** start of Data for this exercise **
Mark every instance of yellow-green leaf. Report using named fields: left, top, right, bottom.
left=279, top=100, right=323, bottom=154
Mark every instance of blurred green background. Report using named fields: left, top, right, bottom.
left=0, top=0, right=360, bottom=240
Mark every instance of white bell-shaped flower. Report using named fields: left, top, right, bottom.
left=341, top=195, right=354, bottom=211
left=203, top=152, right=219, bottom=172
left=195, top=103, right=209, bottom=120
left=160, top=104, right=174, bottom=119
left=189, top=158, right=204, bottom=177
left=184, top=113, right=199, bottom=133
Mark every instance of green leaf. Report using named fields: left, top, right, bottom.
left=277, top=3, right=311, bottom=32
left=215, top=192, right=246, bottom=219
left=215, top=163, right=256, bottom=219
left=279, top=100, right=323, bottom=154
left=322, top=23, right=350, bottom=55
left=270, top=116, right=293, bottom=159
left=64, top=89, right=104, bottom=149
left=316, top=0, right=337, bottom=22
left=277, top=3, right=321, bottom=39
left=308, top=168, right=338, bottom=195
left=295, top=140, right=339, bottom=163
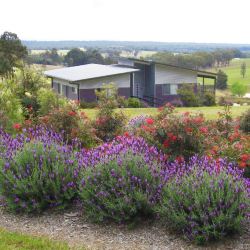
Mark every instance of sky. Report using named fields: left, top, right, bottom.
left=0, top=0, right=250, bottom=44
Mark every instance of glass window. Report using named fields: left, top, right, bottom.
left=71, top=87, right=77, bottom=94
left=162, top=83, right=178, bottom=95
left=170, top=84, right=178, bottom=95
left=57, top=83, right=62, bottom=95
left=162, top=84, right=170, bottom=95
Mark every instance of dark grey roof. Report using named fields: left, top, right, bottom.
left=127, top=57, right=217, bottom=78
left=44, top=64, right=138, bottom=82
** end of Data for this exercise **
Exercise description
Switch "Mark every instance of" to "Outline each occurrence of" everywhere it occurs in the material above. Reproduce every line with no other changes, and leave out the pictures.

Written reply
Outline each occurrence of yellow-green leaf. Report using named fields: left, top, right, bottom.
left=279, top=100, right=323, bottom=154
Outline each occurrence of blurred green background. Report using named fields: left, top, right, bottom.
left=0, top=0, right=360, bottom=240
Outline each occurrence of white bell-shaped flower. Report using named fields: left, top, right, bottom.
left=341, top=195, right=354, bottom=211
left=203, top=152, right=219, bottom=172
left=195, top=103, right=209, bottom=120
left=160, top=104, right=174, bottom=119
left=189, top=158, right=204, bottom=177
left=184, top=113, right=199, bottom=133
Outline each occurrence of green leaf. Report using named fields: left, top, right, bottom.
left=277, top=3, right=311, bottom=32
left=215, top=192, right=246, bottom=219
left=215, top=163, right=256, bottom=219
left=279, top=100, right=323, bottom=154
left=322, top=23, right=350, bottom=55
left=270, top=116, right=293, bottom=159
left=64, top=89, right=104, bottom=149
left=316, top=0, right=337, bottom=22
left=277, top=3, right=321, bottom=39
left=308, top=168, right=338, bottom=195
left=295, top=140, right=339, bottom=163
Outline each occurrence of sky. Report using named fields: left, top, right, bottom.
left=0, top=0, right=250, bottom=44
Outline each occurrence of glass window. Report using named fields: left, top, right, bottom.
left=71, top=87, right=77, bottom=94
left=162, top=83, right=178, bottom=95
left=170, top=84, right=178, bottom=95
left=57, top=83, right=62, bottom=95
left=162, top=84, right=170, bottom=95
Outline each occurrence of dark grey roof. Report using named fields: left, top, right, bottom.
left=127, top=57, right=217, bottom=78
left=44, top=64, right=138, bottom=82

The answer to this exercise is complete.